▶ [Задания]:
1) Воспроизведите текст письма полностью, начиная со слов «Давно, давно собирался» и вплоть до слов «цветами на них.».
2) Продолжите письмо, начав сразу после последнего приведённого в нём предложения.

▶ [Приведённый фрагмент]:
•••••

Валя, привет, привет!

Давно, давно собирался написать тебе письмо, да все не мог собраться в силу своего бестолкового, неорганизованного образа жизни. К тому же я не получил ответа от тебя на первое свое письмо и поэтому предполагал, что и второе может остаться без ответа.

Уже больше трех месяцев живу в Ленинграде. Прописали все-таки, этот случай относится к числу исключительных, ибо здесь свято и железно чтут указание горисполкома не прописывать в городе граждан из-за города, тем более из других областей. Появись в городе Диосфен, даже Диосфен, — его все равно не прописали бы здесь ни в одной бочке: бочек хватает и в других городах.

Живу в общежитии, очень благоустроенном. Есть газ, есть паровое отопление, есть красный уголок с телевизором, с книгами и журналами и с симпатичными девушками, есть вестибюль с большим зеркалом напротив входа с улицы, с большим количеством столов и даже с цветами на них.

В комнате всегда почти тихо, как в келье. Живут здесь со мной еще три человека. Один — врач (к сожалению, гинеколог), любитель поговорить о стихах, в основном о стихах Надсона, хотя понимает в поэзии столько же, сколько лошадь в махровой ткани. Другой — инженер, полстолетний холостяк с капризным и придурковатым характером и, что хуже всего, с болезненной привычкой стонать, охать и кричать, совсем как филин, по ночам. А встанет с похмелья — лучше удирай из комнаты: стонет беспрерывно, орет, будто рожает lt;…gt; Он, к счастью, неразговорчивый и редко бывает дома. А придет — все что-то пишет, пишет. «Ну, — думаю, — какой умный человек!» Но когда однажды в разговоре он назвал глупым и некрасивым известное выражение «зубная боль в сердце» (помнишь, Горький, решив застрелиться, сказал, что виноват в этом философ, придумавший зубную боль в сердце?), так вот тогда я потерял всякий интерес к устройству мозга и души этого инженера.

•••••

▶ [Набор строк]:
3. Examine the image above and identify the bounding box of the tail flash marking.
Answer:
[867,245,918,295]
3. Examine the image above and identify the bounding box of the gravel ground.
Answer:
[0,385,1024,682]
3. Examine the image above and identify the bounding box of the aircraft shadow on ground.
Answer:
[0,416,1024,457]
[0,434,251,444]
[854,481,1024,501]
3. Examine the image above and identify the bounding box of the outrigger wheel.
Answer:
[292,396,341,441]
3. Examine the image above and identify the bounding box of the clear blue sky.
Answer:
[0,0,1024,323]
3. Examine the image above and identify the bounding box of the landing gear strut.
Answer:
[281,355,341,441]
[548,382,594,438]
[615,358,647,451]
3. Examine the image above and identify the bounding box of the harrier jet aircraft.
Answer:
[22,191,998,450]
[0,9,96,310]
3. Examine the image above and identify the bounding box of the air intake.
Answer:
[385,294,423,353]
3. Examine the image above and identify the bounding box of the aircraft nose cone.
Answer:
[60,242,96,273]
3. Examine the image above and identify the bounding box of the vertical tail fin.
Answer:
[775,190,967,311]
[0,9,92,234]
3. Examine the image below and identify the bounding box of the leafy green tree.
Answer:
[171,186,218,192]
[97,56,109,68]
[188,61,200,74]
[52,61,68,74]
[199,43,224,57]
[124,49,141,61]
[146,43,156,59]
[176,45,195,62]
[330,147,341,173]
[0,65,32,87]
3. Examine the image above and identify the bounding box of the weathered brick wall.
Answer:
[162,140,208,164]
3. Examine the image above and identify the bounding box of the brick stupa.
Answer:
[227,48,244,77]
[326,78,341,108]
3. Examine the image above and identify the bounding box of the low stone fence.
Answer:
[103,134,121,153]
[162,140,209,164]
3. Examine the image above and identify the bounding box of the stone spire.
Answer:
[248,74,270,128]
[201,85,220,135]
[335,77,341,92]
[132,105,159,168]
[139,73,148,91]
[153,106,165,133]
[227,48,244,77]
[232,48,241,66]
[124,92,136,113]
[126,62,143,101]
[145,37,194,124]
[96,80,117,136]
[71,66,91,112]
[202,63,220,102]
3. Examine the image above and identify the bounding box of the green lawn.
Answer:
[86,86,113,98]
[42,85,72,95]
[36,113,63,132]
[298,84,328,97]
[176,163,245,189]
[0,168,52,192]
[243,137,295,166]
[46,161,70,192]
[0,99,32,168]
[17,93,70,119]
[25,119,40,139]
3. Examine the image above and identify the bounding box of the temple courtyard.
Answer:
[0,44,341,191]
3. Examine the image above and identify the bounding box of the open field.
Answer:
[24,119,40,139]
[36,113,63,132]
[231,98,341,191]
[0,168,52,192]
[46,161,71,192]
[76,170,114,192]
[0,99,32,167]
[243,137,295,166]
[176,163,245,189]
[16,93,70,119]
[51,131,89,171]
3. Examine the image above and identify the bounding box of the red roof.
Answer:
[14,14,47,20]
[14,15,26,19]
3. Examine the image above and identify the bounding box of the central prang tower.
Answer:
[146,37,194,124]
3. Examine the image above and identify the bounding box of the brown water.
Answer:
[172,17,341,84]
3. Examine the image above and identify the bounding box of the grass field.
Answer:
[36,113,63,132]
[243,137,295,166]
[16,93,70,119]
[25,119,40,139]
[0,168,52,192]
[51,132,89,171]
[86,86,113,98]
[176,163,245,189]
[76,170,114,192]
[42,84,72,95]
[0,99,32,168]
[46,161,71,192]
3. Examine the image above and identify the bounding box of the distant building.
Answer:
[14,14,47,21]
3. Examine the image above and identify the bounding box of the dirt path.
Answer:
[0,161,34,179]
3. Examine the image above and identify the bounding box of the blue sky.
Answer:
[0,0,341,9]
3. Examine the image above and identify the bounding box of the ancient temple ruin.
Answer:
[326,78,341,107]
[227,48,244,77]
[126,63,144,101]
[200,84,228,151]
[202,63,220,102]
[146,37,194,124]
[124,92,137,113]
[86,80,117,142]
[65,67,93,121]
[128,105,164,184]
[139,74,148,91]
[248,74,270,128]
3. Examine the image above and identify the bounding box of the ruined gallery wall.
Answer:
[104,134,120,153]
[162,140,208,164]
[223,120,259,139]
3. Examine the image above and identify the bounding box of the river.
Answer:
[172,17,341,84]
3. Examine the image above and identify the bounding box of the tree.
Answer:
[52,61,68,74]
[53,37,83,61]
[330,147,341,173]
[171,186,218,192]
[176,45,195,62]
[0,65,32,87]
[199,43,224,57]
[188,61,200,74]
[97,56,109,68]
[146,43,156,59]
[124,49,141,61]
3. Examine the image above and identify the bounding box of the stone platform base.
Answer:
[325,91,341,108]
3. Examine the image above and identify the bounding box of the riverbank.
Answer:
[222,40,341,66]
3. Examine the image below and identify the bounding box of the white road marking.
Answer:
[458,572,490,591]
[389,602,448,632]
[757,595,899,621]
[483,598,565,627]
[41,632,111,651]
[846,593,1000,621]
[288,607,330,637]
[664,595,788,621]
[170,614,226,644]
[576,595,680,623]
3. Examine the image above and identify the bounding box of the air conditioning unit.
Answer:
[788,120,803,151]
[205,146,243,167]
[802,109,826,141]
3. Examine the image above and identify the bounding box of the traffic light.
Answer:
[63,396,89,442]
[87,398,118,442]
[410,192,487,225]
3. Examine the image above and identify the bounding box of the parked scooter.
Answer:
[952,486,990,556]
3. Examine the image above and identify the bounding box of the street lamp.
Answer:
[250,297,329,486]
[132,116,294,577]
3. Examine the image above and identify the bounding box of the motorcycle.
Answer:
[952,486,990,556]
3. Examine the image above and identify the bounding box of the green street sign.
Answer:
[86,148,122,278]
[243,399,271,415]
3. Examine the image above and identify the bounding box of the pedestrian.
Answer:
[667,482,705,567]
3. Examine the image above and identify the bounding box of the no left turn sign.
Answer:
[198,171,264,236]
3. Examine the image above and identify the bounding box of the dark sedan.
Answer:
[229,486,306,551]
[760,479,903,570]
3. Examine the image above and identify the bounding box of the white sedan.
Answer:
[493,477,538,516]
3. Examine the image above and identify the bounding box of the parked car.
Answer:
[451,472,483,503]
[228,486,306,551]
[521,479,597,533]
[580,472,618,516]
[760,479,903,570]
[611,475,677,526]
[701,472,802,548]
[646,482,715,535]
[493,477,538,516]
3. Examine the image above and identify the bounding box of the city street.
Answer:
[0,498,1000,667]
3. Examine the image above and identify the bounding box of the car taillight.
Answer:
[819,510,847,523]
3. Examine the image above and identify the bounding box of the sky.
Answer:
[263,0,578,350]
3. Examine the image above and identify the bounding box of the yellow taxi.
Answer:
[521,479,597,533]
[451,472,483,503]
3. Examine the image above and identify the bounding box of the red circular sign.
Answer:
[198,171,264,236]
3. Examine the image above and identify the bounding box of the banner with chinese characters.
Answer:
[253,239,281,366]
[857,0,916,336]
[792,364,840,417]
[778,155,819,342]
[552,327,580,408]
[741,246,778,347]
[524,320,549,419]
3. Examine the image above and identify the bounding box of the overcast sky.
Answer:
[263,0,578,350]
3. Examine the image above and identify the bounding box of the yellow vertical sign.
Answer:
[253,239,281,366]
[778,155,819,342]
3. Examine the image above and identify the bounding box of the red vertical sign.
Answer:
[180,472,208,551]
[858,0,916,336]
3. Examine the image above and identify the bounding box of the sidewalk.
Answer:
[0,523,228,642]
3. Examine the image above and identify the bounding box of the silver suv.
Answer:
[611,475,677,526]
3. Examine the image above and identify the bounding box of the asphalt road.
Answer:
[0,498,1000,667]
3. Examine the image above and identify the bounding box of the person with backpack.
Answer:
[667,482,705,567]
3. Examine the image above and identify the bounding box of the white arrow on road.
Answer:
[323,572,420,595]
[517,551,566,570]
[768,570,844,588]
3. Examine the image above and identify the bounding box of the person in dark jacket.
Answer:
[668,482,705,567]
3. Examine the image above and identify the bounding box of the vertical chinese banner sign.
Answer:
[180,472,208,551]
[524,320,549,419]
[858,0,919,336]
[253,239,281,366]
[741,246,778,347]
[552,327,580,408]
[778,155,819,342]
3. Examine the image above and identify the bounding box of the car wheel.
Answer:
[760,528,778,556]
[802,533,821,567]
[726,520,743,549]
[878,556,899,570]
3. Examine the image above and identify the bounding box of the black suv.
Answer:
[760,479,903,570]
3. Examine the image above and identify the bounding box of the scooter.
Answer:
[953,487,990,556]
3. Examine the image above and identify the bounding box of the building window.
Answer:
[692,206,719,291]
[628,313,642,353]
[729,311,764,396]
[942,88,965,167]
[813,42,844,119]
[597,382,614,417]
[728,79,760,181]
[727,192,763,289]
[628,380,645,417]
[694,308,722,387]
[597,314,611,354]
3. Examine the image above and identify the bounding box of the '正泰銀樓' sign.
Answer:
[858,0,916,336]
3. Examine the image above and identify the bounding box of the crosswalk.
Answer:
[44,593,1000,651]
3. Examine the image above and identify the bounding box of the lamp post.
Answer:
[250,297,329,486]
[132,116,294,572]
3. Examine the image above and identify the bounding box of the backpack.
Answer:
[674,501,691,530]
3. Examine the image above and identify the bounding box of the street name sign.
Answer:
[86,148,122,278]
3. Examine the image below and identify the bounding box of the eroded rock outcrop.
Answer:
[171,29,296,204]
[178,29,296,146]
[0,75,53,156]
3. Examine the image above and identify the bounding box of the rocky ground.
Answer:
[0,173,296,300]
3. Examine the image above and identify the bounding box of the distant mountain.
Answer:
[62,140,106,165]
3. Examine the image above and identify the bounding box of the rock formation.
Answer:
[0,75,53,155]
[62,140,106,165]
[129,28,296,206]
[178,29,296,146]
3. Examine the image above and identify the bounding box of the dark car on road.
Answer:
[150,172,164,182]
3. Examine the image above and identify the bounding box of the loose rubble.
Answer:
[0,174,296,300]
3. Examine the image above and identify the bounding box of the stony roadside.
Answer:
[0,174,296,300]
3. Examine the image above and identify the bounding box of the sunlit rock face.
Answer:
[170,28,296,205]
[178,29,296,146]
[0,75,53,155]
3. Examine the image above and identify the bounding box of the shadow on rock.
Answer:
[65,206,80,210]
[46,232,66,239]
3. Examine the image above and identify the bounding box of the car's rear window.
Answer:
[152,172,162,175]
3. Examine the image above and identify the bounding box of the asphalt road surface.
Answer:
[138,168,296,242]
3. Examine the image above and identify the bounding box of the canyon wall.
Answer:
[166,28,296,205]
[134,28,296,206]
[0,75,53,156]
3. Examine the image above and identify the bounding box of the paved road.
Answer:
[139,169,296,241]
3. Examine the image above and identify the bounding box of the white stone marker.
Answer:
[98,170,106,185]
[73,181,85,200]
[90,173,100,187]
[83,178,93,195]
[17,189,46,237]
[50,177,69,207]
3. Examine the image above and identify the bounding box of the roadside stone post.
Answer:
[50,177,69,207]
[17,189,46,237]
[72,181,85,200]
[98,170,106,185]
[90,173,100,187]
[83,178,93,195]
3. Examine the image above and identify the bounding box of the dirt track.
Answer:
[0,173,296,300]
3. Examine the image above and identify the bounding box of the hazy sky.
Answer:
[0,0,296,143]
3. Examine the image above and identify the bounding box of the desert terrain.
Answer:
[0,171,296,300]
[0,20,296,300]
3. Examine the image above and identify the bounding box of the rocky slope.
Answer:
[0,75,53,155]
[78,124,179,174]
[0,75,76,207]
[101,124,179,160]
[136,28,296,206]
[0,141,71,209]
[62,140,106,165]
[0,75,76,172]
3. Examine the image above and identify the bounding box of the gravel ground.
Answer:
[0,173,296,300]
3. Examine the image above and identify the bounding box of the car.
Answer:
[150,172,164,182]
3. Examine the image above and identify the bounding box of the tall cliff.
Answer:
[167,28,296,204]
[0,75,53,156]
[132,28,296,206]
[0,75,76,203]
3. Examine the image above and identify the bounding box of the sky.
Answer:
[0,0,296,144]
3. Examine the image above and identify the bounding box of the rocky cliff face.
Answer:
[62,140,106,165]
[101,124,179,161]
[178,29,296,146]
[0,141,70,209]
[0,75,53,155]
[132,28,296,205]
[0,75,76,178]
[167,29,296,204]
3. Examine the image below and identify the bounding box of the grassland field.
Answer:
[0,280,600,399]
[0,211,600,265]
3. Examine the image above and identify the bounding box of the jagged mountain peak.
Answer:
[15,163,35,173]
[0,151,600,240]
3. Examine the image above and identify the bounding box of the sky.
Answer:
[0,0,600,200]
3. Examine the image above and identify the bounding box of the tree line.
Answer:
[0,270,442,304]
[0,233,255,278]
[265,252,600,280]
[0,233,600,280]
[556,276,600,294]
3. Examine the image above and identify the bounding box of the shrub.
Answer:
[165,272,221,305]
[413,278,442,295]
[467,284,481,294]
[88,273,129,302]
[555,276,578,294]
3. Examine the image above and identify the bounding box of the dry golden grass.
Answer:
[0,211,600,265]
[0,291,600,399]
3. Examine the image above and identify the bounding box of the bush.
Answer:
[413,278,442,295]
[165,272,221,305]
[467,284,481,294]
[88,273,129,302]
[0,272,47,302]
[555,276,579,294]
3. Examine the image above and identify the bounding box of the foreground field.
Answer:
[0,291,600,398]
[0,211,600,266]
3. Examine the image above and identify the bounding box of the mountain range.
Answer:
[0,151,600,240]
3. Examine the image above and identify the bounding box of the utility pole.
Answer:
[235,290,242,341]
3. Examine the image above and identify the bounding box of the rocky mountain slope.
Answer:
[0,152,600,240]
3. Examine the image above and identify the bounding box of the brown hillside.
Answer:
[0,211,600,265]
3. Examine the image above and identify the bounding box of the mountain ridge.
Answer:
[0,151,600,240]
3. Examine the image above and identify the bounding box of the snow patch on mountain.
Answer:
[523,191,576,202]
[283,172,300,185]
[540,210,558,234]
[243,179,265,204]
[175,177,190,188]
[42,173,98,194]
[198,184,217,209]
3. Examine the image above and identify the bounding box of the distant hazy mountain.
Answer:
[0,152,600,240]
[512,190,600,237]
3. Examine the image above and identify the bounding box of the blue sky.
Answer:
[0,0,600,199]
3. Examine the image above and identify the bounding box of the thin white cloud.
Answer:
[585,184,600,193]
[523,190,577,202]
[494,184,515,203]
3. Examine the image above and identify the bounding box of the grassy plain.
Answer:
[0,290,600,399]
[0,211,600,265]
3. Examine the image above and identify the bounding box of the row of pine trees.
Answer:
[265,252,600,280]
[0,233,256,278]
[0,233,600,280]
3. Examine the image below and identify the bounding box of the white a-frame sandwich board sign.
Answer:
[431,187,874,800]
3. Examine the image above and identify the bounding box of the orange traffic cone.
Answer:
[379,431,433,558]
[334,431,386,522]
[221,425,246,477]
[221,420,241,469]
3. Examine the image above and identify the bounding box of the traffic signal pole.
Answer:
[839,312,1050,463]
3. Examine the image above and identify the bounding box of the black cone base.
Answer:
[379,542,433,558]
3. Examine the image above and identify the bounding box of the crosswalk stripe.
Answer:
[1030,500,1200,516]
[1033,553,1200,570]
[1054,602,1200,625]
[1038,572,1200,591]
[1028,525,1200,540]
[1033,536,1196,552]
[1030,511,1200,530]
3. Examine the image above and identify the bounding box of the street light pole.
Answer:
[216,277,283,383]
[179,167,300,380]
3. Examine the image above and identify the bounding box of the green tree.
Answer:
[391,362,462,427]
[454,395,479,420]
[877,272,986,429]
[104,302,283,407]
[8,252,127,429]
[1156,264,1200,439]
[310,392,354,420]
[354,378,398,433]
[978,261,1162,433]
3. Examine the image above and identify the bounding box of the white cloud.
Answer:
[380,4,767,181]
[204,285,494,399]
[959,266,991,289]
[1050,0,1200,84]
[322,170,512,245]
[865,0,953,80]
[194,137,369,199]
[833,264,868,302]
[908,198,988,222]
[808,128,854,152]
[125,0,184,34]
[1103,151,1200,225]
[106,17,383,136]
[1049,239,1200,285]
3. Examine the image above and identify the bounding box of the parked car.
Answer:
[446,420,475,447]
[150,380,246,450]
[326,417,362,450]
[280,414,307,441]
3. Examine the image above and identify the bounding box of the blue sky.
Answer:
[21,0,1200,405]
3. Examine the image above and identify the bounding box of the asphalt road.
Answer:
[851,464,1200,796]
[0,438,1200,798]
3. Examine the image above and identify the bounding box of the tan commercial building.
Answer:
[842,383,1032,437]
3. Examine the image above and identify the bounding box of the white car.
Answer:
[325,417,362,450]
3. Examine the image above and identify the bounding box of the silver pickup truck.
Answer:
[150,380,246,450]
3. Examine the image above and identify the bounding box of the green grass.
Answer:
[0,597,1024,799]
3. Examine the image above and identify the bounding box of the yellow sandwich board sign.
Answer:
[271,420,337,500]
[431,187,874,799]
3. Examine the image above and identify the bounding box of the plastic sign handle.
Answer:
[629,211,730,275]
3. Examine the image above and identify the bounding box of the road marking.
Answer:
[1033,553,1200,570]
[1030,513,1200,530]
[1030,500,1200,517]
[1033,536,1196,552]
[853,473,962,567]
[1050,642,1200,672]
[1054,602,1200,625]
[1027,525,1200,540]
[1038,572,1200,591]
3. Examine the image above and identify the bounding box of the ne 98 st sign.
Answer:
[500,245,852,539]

•••••

▶ [Ответы]:
1)
Давно, давно собирался написать тебе письмо, да все не мог собраться в силу своего бестолкового, неорганизованного образа жизни. К тому же я не получил ответа от тебя на первое свое письмо и поэтому предполагал, что и второе может остаться без ответа.

Уже больше трех месяцев живу в Ленинграде. Прописали все-таки, этот случай относится к числу исключительных, ибо здесь свято и железно чтут указание горисполкома не прописывать в городе граждан из-за города, тем более из других областей. Появись в городе Диосфен, даже Диосфен, — его все равно не прописали бы здесь ни в одной бочке: бочек хватает и в других городах.

Живу в общежитии, очень благоустроенном. Есть газ, есть паровое отопление, есть красный уголок с телевизором, с книгами и журналами и с симпатичными девушками, есть вестибюль с большим зеркалом напротив входа с улицы, с большим количеством столов и даже с цветами на них.

2)
Третий — за год до меня демобилизовавшийся моряк. На заводе он ударник. Дома — мой напарник по уничтожению пережитков прошлого, вернее, одного пережитка: водки. Но, сколько мы ее ни уничтожали, все равно в магазинах водки навалом. Так что наши перспективы в этом деле, увы, плачевные. Очень часто вечерами он уходит к соседке, в которую влюблен, иногда приводит ее в нашу комнату. Нежность свою к ней он выражает на удивление своеобразно: грязным пальцем тычет ей в нос и при этом блаженно улыбается. Еще у него есть странная привычка задавать наивные вопросы:

— Налей, пожалуйста, чаю.

— Какого чаю?

Или:

— Слыхал, Хрущев улетел в Индию?8

— Какой Хрущев?

Повторяю, в комнате у нас всегда тихо, зато в коридоре… Детей в нашем доме — как цыплят в инкубаторе. То соловьями заливаются (у многих свистульки), то слезами. И все прочее.

В городе весна. Давненько уже был сыгран ей подъем. Но она долго «тянулась» по подъему. Дрыхла, черт возьми, целый год, но, как недисциплинированный моряк, не захотела подняться сразу. За это была наказана внеочередными метелями… Теперь поняла свою вину и выполняет обязанности добросовестно.

Валя, прости, что-то я ударился в разглагольствования. Наверное, читаешь и думаешь: «Вот дурачина! Мелет всякое!» Можно всю эту мою «философию» перечеркнуть и сказать коротко, поговоркой: сухая ложка рот дерет! Стихи без жизни — именно сухая ложка!

Но перечеркивать я ничего, однако, не буду, поскольку некогда сызнова начинать письмо. Ты сам перечеркни, что тебе не нравится.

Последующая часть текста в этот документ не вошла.